Jeremy Corbyn has been the leader of the Labour Party for little more than a week, but has already seen an incredible number of personal attacks from the press, politicians and even the members of his own party … no wonder no one wants to lead.

A Spaniard experienced something similar not too long ago and this experience should be used as a guide by Corbyn, his allies and, more than anyone else, the people of the UK.

The press, politicians, business executives, The City, in short the ruling class, attack whoever is deemed a threat to their power and influence, just ask Juan Carlos Monedero. The academic and former Secretary of Programmes and Constitutional Processes for Podemos, the political party that broke the two-party system in Spain, was the victim of one of the most vicious and unending attacks in recent memory.

Without even having an elected position at the local, regional or national level, Monedero’s professional and personal life was dissected like never before. The political science lecturer had his photograph on all the front pages of the national newspapers, sometimes on the same day, with scandalous headlines that were usually false or at the very least full of pure speculation.

In this sense Corbyn needs to be aware of the situation he is now in so that he can develop a good relationship with sympathetic journalists; without friends in the media Corbyn will not be able to breakdown the establishment’s propaganda.

During the Labour leadership campaign, Corbyn’s team demonstrated their skills with the press and especially with social media, sharing their message despite the hostility of the traditional outlets which was important; a movement with the support of the people on social media will be crucial to fight against the mainstream’s arguments.

In this situation, the one Corbyn finds himself in, silence is the worst idea; up against a torrent of abuse, the new leader of the opposition has to give his responses and present his opinions quickly and clearly in order to demonstrate his character and leadership to the people.

Despite his 33 years in parliament, Corbyn isn’t that well known outside of Whitehall and, for that reason, the press have more leeway to invent stories and alarm the public. Everyone in the UK knows something about David Cameron, his family and his privileged upbringing and, as a result of that, there is less room for lies and speculation; the press needs to make money and Corbyn sells more than Cameron.

Of course the media and the ruling elite don’t have many reasons to attack a conservative prime minister who does their kind of politics but Corbyn doesn’t have that good fortune. The MP of Islington North cannot afford to hideaway, especially now, with all the support and popularity he fostered following on from his victory, because more stories from his past are going to be revealed and the people’s opinions change very quickly.

With Juan Carlos Monedero, the Spanish press mixed the truth with lies and accusations into a lethal cocktail and in no time at all his reputation was in tatters. Everyone has a past and Monedero’s weakness was his previous work in Latin America and especially Venezuela, a country which doesn’t have a great reputation is Spain after more than fifteen years of the Chavez’s political doctrine.

Monedero earned a lot of money during his time Spain’s old colonies and the origin of his earnings and the way he was managing them was the subject of lots of rumours and headlines. After a lot of time, front pages and panel discussions, Monedero had to resign to get out of the spotlight and give a break to everyone else involved with Podemos; the media was insatiable and only stopped once Monedero stepped down from the front line.

::::

## CHALLENGE A
Answer these questions from the article on Corbyn and Monedero:
(i) How many years has Corbyn spent in parliament?
(ii) Which political party did Monedero serve as Secretary of Programmes and Constitutional Processes?
(iii) Which country does the article single out as the main focus of Monedero's earlier work in Latin America?
## CHALLENGE B
The article on Corbyn and Monedero sums up several groups as "the ruling class." List every group it names in that sentence.
## CHALLENGE C
Extend the article on Corbyn and Monedero with a few more paragraphs, starting after its final sentence.
The listing that follows has no connection to the article on Corbyn and Monedero.

## SOURCE MATERIAL

::::

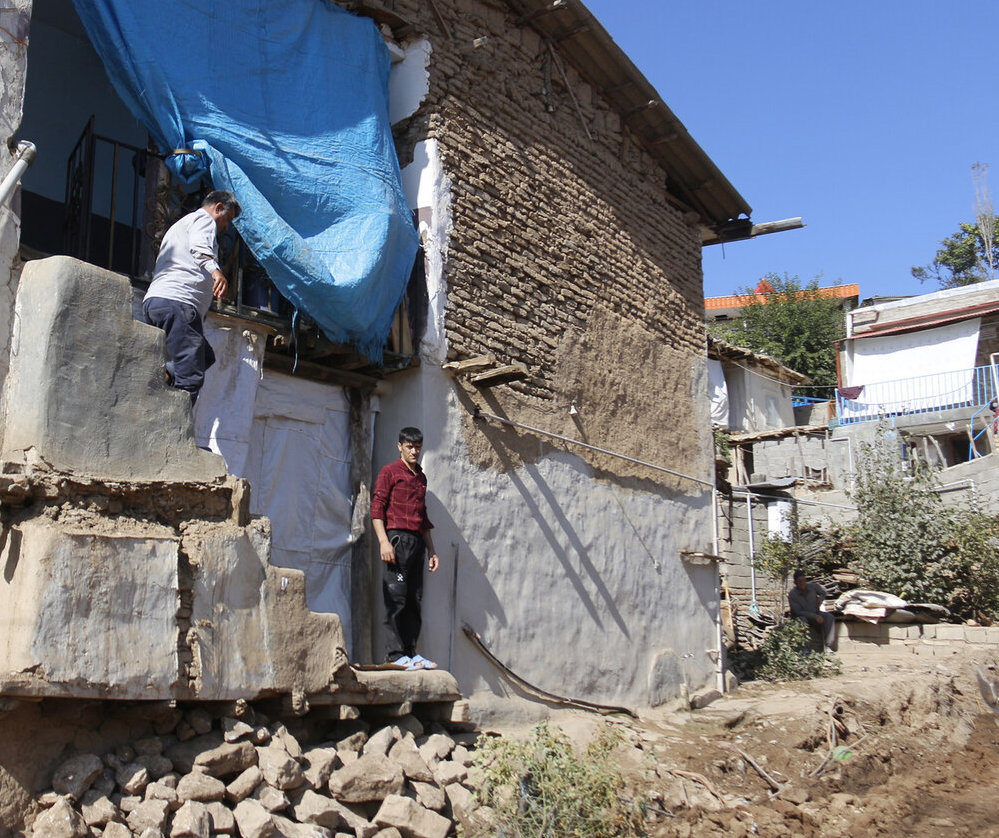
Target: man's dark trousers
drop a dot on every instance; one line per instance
(189, 351)
(402, 589)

::::

## RESULT A
(i) 33 years
(ii) Podemos
(iii) Venezuela

## RESULT B
The press, politicians, business executives, The City

## RESULT C
The UK’s ruling class has the same objective; Corbyn scares them because with his alternative politics he has dismantled the idea that austerity is the only option and, most importantly, he has a lot support on the street after more than seven years of public service destruction, thanks to Tony Blair’s third way and the Conservatives.

Fortunately, Corbyn hasn’t worked for rival countries and has a reputation of being frugal, honest and brutally principled but as we have already seen, a story doesn’t have to be negative to be controversial or damaging to his reputation.

In the past Corbyn has talked to both Hamas and Hezbollah, and the press has written a lot about this already. After his election there have been stories about his former lovers, his decision not to sing the national anthem and the sexism behind his shadow cabinet.

Up till now the establishment’s reaction to Corbyn has been so excessive that people have not taken it too seriously but, with time, the press will improve and the attacks with be more intelligent and credible.

Corbyn has spoken of changing political and economic system and is going to suffer for it; there are a lot of powerful people in the UK and the rest of the world who are very happy with how things are going and they don’t want a self-professed socialist talking about a fairer and more democratic alternative, especially when now, except for the rich, everyone else is fed up of the current situation.

But as always there is hope because with the kind of support he’s been generating, Corbyn has something most politicians never have, a connection with the majority. Corbyn is not a great orator, but he always gives the impression that he’s being himself (other politicians spend untold amounts trying to create that sensation), and with his genuinely popular politics he has a formula for success.

Of course there are and there will be threats along the way but with good advisors and the momentum generated by the public, Corbyn will continue to change the rhetoric of British politics.

The case of Juan Carlos Monedero showed us that, even though he had to step aside, Podemos continued to surge ahead because, when people believe in something, there will always be someone to fill in the gap.